Provided passage:
‘WI Talk’ by Sheila Goldsworthy

Annual Council Meeting guest speaker Lesley Smith, in character as Elizabeth I

Former CFWI Chairman and current Assistant Media Officer Sheila Goldsworthy writes a wonderful monthly WI column for The Cornishman. Here is Sheila’s October column:

It was all good news at the recent CFWI Annual Council Meeting held at the Hall for Cornwall in Truro. These legendary meetings have always had first class speakers on the agenda, and this year was no exception. Following a precise business meeting, Federation Chair Helen Kestle gave an up-beat and enthusiastic address which included the news that new WIs are in the process of being formed. Our first guest speaker was Colonel Edward Bolitho, OBE. Lord Lieutenant of Cornwall and the Isles of Scilly. His subject was entitled, “A Funeral, a Coronation and Working for the Monarchy.” His very informative and amusing talk was much enjoyed by the members who really appreciated hearing about the honour and dignity this role brings to Cornwall, as well as hearing all the interesting royal titbits.

After lunch, the awards were presented followed by our second guest speaker, Lesley Smith, who is the Curator of Tutbury Castle in Staffordshire and is a medical historian holding a M.Phil in Tudor medicines and is also a Member of the society of Medical Writers as well as holding other prestigious awards and commendations. She regaled her audience for an hour as Elizabeth I. Members who heard her before at Chy Noweth an Conteth, as Mary Queen of Scots, knew what a treat was in store and we were certainly not disappointed. It was an educational and theatrical feast. It’s not surprising that Lesley has also appeared in over 120 television programmes some of which have been broadcast to 38 countries. WI members in Cornwall were very fortunate to have experienced such an exceptional day.

Saved entries:
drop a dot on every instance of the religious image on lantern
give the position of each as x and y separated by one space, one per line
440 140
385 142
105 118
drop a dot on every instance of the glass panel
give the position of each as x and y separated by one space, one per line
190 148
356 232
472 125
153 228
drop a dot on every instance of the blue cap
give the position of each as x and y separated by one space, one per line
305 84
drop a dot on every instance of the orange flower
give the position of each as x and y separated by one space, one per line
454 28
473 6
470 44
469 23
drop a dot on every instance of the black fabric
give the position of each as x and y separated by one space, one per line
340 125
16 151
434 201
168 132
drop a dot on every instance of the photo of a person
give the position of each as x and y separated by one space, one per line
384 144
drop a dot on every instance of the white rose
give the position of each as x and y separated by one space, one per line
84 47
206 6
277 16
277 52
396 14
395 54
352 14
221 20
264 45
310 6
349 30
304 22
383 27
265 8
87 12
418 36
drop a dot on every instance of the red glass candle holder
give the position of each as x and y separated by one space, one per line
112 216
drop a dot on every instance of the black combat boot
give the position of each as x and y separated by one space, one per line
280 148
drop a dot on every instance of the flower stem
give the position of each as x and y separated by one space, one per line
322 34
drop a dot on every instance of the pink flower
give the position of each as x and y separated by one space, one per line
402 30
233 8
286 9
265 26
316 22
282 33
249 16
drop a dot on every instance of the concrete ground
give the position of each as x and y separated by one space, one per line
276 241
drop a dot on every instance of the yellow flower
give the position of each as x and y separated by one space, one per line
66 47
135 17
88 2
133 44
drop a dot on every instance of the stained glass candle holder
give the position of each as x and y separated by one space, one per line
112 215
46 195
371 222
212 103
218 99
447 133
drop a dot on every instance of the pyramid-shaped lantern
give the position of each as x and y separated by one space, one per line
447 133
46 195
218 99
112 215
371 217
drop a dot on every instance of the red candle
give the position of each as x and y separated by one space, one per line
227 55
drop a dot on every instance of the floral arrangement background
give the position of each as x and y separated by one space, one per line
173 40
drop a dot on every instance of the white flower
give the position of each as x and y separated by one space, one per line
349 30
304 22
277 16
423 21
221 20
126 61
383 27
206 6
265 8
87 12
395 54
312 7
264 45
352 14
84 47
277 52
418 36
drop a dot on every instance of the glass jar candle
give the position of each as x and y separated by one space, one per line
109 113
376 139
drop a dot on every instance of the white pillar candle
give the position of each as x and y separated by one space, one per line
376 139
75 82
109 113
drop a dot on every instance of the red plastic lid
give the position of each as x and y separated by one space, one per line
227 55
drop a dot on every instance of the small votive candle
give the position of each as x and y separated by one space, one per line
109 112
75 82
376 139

Exercise prompt:
Write out the WI column's text from "After lunch, the" to "an exceptional day.", word for word.

Result:
After lunch, the awards were presented followed by our second guest speaker, Lesley Smith, who is the Curator of Tutbury Castle in Staffordshire and is a medical historian holding a M.Phil in Tudor medicines and is also a Member of the society of Medical Writers as well as holding other prestigious awards and commendations. She regaled her audience for an hour as Elizabeth I. Members who heard her before at Chy Noweth an Conteth, as Mary Queen of Scots, knew what a treat was in store and we were certainly not disappointed. It was an educational and theatrical feast. It’s not surprising that Lesley has also appeared in over 120 television programmes some of which have been broadcast to 38 countries. WI members in Cornwall were very fortunate to have experienced such an exceptional day.